**Exercise:**
Which lines in the records below contain the word "ball"? Gather every such line, treating uppercase and lowercase letters as different.

**Given data:**

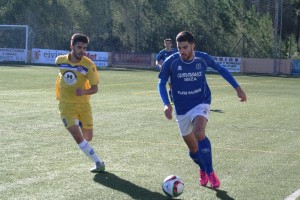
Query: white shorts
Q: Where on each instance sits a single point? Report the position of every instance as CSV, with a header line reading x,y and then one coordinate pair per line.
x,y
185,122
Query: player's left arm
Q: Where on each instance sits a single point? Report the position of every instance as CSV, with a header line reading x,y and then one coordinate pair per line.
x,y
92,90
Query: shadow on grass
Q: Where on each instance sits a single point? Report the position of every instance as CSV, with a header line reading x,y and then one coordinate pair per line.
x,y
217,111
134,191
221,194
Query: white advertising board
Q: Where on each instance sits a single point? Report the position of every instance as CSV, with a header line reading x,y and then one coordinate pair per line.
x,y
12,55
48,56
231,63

--

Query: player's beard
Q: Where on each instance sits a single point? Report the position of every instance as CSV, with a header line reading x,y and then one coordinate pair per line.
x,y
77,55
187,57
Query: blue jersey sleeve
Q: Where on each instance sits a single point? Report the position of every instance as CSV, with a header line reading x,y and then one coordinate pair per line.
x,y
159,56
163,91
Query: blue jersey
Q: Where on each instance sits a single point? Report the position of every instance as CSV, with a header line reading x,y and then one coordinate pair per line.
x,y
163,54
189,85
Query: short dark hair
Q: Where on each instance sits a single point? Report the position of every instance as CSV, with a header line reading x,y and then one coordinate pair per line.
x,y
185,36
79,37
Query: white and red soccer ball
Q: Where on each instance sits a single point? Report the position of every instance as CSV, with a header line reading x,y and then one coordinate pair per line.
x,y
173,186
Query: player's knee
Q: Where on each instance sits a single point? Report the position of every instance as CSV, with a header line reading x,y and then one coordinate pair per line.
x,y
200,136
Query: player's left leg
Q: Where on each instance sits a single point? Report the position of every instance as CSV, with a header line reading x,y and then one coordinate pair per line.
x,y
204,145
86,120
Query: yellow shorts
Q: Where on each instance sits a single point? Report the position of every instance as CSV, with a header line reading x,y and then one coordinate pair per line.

==

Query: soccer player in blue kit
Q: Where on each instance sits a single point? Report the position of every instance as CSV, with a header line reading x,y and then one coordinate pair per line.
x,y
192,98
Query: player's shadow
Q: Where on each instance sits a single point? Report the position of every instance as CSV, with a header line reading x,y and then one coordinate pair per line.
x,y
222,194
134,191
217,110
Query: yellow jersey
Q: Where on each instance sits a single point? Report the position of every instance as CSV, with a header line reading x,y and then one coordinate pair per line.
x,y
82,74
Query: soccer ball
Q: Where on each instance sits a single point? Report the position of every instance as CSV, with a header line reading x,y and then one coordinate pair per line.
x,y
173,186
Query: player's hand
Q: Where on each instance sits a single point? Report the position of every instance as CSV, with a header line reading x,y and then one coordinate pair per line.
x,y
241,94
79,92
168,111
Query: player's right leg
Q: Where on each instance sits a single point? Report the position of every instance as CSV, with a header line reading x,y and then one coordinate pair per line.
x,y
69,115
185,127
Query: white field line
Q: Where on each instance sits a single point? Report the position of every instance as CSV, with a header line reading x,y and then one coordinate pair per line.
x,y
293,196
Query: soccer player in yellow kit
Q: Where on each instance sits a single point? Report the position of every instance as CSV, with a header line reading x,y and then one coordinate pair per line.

**Response for this exercise:**
Query: white and red soccer ball
Query: soccer ball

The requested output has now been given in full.